WORK TO COMPLETE |
Quote, without any change, the line that contains "Place one keypoint on each instance of the weathered" and all lines that follow it to the end of the data below.

Excerpts of location labeling data:
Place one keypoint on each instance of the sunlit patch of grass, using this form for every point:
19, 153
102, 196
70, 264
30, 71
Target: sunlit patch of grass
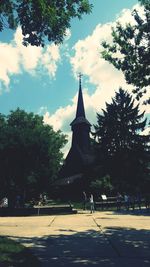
15, 254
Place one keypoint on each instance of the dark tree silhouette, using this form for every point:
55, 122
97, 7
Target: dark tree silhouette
30, 154
121, 147
41, 19
132, 43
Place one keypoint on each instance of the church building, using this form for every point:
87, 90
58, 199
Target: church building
79, 157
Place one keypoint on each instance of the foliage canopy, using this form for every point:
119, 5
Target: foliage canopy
40, 19
132, 44
30, 154
121, 147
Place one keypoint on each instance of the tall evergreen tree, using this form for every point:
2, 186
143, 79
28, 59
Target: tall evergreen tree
121, 147
130, 50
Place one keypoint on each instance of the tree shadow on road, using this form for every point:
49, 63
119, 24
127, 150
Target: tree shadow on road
115, 246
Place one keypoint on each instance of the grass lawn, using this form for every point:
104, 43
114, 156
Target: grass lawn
13, 254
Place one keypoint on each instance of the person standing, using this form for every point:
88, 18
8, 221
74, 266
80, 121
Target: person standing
92, 203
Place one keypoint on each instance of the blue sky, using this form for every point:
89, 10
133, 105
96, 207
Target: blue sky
44, 81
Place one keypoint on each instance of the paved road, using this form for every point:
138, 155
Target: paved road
101, 239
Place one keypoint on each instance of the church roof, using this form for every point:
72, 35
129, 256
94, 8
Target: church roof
80, 112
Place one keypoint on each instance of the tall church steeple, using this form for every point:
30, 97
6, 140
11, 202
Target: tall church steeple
79, 157
80, 105
80, 125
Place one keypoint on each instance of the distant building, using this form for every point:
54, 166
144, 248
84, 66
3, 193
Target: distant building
79, 157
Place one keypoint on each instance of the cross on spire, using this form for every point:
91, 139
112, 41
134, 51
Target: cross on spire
80, 76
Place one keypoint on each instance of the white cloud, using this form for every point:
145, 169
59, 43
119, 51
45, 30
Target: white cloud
15, 58
104, 76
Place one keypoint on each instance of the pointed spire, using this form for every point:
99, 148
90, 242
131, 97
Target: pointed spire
80, 105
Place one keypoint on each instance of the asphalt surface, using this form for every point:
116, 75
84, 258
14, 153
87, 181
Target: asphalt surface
83, 239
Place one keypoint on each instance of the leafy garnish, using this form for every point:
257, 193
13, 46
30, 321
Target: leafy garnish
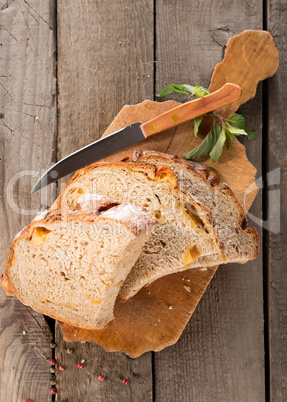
196, 91
216, 151
214, 142
197, 122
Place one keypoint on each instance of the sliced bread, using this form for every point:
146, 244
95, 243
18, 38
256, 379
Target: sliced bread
71, 266
238, 244
185, 230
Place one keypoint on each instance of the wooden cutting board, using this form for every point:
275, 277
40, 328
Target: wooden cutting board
157, 315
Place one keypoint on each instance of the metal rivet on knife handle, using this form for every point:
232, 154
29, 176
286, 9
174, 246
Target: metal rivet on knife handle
188, 111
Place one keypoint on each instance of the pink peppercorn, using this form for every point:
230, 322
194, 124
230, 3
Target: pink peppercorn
53, 391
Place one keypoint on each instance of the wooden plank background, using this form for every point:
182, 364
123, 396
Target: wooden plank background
121, 52
275, 240
28, 133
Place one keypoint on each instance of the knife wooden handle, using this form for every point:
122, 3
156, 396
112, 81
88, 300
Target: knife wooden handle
188, 111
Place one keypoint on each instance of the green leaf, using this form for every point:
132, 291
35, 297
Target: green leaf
251, 135
231, 139
197, 122
216, 151
199, 92
237, 120
235, 130
176, 88
207, 144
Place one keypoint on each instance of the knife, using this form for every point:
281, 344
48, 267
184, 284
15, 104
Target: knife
137, 132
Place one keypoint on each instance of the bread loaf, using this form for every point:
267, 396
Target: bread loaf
71, 266
185, 230
238, 244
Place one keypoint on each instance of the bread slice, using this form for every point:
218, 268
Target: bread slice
71, 266
238, 245
185, 230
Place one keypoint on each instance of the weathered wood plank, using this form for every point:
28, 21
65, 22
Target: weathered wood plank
27, 130
105, 53
277, 201
221, 354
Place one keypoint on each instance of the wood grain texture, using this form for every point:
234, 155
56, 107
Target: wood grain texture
143, 323
190, 110
277, 213
105, 53
220, 356
27, 127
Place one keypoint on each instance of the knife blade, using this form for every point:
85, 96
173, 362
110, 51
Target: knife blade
137, 132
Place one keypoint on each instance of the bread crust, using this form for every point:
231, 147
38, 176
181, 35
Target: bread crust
146, 155
153, 171
205, 171
52, 217
134, 156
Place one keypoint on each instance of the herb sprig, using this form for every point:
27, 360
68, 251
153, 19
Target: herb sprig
221, 129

EXPECTED ANSWER |
Place one keypoint on each instance of the weathered wood plank, using this form for every point:
28, 21
65, 22
Target: weathered wood plank
27, 130
105, 53
277, 201
221, 354
Place one keypoint on each instance of the wood grain texture, using this form for every point:
234, 155
56, 107
Target: wood grain texture
143, 323
190, 110
277, 213
105, 53
220, 356
27, 127
Place one keypoint on each instance of the knife blade, using this form for every point:
85, 96
173, 362
110, 51
Target: knife blade
137, 132
Place one keypoint on each instance of the bread crust, using this form for every point:
231, 147
38, 176
181, 35
Target: bread crust
146, 155
153, 171
205, 171
52, 217
134, 156
Place one keypoint on each instance of the herb sprig, using this form for every point:
27, 360
68, 251
153, 19
Target: herb sprig
221, 129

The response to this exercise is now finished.